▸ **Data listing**
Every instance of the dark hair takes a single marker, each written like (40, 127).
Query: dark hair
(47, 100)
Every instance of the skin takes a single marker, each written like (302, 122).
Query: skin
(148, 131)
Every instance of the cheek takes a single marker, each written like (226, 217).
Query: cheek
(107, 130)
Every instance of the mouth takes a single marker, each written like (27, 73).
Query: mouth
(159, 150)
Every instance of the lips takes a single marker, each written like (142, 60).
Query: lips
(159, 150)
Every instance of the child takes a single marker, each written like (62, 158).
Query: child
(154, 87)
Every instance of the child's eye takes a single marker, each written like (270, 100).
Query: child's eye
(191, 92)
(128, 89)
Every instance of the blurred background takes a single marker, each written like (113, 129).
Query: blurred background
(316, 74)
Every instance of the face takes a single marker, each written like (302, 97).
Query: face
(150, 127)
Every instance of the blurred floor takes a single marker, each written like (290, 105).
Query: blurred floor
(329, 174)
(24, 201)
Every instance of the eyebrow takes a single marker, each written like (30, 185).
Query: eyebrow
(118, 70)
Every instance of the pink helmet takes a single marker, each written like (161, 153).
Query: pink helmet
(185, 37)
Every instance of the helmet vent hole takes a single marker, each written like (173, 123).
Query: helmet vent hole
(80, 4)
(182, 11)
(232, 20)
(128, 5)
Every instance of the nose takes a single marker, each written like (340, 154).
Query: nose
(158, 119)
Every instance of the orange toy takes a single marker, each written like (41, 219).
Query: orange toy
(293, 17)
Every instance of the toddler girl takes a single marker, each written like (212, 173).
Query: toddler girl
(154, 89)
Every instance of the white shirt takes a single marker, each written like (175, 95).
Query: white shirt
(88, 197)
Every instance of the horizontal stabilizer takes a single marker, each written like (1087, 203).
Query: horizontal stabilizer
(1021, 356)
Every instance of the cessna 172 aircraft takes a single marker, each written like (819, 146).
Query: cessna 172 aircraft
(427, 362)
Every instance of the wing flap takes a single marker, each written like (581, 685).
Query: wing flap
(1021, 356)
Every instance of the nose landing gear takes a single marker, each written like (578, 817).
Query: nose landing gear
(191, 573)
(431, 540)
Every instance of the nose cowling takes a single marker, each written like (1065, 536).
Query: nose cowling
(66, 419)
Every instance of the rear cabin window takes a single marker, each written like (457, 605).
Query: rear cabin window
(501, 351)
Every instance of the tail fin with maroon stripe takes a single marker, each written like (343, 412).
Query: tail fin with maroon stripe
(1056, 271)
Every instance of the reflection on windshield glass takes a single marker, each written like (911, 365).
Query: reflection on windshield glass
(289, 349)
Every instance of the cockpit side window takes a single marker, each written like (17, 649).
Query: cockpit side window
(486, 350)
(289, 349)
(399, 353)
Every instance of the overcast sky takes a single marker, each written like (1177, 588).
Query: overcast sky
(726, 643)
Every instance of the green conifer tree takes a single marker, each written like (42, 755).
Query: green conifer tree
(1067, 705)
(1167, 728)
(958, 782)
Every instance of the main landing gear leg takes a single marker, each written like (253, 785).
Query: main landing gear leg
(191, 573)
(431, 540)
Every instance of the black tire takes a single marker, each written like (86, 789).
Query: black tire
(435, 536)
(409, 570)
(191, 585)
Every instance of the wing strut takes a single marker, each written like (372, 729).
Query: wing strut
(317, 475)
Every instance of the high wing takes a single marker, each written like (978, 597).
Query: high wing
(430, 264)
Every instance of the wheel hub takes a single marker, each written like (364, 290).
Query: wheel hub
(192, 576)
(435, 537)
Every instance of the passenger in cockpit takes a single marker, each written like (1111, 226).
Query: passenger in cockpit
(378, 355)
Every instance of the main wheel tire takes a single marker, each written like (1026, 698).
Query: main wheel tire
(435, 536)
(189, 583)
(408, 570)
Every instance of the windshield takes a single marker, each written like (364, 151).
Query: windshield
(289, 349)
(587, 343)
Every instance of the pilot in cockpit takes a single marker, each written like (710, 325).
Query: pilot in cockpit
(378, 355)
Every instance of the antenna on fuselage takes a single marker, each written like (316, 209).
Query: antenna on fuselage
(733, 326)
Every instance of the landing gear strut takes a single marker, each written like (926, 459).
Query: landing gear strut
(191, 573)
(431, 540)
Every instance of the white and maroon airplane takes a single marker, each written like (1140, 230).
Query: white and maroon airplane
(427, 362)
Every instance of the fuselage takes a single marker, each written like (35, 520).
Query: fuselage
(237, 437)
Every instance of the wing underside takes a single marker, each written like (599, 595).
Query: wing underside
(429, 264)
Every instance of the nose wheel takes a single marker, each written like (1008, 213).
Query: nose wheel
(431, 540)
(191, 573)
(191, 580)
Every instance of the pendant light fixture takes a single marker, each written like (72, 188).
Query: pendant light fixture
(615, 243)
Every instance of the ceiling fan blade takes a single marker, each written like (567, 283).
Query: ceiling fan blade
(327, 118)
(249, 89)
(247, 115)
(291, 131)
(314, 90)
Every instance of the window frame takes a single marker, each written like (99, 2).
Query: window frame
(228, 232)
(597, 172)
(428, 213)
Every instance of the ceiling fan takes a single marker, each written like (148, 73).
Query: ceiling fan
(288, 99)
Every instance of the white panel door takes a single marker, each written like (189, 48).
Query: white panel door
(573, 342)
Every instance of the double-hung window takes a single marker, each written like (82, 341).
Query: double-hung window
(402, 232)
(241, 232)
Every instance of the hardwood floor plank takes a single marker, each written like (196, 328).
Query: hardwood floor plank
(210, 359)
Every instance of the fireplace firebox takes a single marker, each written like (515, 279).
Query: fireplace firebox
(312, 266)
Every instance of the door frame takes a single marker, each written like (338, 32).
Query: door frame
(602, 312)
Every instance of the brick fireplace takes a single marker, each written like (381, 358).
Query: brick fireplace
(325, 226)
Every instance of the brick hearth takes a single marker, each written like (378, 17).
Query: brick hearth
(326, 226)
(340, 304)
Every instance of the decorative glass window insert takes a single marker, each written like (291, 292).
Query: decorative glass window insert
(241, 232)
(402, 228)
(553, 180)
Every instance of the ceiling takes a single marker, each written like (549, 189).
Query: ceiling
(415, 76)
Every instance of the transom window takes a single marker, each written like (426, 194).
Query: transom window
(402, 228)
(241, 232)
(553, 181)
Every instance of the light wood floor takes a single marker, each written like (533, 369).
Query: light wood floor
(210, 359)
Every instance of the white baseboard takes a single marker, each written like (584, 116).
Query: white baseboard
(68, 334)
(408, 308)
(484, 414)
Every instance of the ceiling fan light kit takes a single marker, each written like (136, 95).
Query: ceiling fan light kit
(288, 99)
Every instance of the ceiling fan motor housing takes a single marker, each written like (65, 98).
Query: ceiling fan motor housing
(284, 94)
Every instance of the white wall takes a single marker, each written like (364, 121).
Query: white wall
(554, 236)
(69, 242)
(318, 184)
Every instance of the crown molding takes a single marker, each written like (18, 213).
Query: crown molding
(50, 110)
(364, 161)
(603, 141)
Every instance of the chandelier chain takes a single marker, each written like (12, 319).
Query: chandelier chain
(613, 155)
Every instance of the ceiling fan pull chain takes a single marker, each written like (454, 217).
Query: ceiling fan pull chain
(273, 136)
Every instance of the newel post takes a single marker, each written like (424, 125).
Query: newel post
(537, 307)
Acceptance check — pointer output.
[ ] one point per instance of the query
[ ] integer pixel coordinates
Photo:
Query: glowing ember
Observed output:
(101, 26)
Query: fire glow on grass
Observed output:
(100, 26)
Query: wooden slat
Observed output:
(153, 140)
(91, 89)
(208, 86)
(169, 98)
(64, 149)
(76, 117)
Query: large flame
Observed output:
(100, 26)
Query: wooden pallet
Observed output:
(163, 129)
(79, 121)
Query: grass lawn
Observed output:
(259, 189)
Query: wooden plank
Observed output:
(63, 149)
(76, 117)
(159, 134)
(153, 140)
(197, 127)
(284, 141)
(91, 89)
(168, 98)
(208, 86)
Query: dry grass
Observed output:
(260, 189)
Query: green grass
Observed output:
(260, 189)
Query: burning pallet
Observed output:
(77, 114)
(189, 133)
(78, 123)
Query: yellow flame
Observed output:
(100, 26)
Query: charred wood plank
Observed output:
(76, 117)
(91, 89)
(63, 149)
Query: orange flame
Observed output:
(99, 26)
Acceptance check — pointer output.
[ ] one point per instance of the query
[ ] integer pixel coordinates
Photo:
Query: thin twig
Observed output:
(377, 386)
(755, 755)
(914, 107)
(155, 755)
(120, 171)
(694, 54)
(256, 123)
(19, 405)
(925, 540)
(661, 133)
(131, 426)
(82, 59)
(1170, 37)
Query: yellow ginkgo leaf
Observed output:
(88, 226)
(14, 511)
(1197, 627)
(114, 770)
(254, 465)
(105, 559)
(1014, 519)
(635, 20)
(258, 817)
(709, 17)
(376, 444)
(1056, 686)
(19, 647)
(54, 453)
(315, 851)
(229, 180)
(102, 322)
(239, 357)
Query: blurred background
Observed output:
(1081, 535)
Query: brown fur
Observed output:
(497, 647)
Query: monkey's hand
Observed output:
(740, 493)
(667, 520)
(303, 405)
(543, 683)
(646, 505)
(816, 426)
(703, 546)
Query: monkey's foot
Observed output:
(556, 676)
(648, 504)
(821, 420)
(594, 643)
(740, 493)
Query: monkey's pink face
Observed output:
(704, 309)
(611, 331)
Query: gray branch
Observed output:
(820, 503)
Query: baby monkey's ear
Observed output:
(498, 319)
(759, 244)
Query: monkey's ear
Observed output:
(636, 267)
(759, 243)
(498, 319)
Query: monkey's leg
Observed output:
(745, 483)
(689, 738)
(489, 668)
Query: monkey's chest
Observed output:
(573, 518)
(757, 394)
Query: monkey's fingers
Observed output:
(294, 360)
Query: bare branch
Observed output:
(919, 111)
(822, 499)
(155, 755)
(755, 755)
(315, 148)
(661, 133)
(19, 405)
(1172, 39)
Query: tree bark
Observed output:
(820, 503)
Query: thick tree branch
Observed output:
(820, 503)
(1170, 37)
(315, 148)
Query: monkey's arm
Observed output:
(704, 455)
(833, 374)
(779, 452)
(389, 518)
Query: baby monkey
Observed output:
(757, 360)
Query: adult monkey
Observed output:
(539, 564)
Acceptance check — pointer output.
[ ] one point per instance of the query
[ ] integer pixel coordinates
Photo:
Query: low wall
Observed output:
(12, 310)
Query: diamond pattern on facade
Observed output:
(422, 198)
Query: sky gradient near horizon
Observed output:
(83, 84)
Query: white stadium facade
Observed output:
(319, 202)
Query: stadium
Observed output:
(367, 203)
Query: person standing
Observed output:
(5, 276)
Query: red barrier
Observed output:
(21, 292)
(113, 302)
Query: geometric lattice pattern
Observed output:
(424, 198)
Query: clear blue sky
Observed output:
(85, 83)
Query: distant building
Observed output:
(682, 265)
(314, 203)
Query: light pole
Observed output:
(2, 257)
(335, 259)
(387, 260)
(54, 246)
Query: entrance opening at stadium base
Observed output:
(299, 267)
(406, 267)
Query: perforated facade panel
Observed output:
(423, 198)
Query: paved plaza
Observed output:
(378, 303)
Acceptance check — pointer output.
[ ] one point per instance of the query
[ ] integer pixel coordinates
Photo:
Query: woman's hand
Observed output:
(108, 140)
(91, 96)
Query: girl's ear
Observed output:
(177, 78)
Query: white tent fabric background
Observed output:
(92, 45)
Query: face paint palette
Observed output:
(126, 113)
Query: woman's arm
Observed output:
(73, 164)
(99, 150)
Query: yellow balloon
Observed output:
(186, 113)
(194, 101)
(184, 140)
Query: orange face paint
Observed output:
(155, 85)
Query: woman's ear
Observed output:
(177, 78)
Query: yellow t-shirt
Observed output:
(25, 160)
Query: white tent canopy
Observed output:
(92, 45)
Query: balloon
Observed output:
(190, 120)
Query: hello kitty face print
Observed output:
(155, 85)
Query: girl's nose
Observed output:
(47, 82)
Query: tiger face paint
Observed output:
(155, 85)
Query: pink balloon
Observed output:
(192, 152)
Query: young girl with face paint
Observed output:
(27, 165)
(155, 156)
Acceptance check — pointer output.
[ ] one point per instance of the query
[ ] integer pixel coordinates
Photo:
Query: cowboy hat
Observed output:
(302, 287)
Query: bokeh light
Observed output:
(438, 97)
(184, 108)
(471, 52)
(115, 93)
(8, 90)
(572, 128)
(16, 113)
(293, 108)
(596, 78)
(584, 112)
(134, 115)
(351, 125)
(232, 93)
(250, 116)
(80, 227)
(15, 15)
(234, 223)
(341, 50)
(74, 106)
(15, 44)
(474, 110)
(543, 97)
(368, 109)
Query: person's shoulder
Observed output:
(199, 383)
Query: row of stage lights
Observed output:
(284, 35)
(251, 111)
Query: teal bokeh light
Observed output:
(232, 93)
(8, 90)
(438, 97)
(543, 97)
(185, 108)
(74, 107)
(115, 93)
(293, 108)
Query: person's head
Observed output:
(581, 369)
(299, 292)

▸ **WHAT YOU ARE ASKED TO DO**
Extract exactly the lines between the line containing "Query: girl's ear" and the end of the data, including both.

▸ **FULL OUTPUT**
Query: girl's ear
Observed output:
(177, 78)
Query: white tent fabric background
Observed output:
(92, 45)
Query: face paint palette
Observed output:
(126, 113)
Query: woman's arm
Observed output:
(73, 164)
(99, 150)
Query: yellow balloon
Observed output:
(186, 113)
(194, 101)
(184, 140)
Query: orange face paint
Observed output:
(155, 85)
Query: woman's ear
Observed output:
(177, 78)
Query: yellow t-shirt
Observed output:
(25, 160)
Query: white tent canopy
Observed output:
(92, 45)
Query: balloon
Observed output:
(190, 120)
Query: hello kitty face print
Observed output:
(155, 85)
Query: girl's nose
Observed output:
(47, 82)
Query: tiger face paint
Observed output:
(155, 85)
Query: pink balloon
Observed output:
(192, 152)
Query: young girl with face paint
Observed output:
(27, 165)
(155, 156)
Acceptance check — pointer output.
[ ] one point per instance of the query
[ ] integer pixel coordinates
Photo:
Query: cowboy hat
Observed output:
(302, 287)
Query: bokeh light
Observed output:
(438, 97)
(184, 108)
(471, 52)
(115, 93)
(8, 90)
(572, 128)
(16, 113)
(293, 108)
(596, 78)
(584, 112)
(134, 115)
(351, 125)
(232, 93)
(250, 116)
(80, 227)
(15, 15)
(234, 223)
(341, 50)
(74, 106)
(15, 44)
(474, 110)
(543, 97)
(368, 109)
Query: person's shoulder
Observed output:
(199, 383)
Query: row of stage lights
Observed output:
(284, 35)
(251, 111)
Query: teal bokeh light
Observed output:
(232, 93)
(8, 90)
(438, 97)
(543, 97)
(185, 108)
(74, 107)
(115, 93)
(293, 108)
Query: person's head
Observed output:
(581, 369)
(299, 292)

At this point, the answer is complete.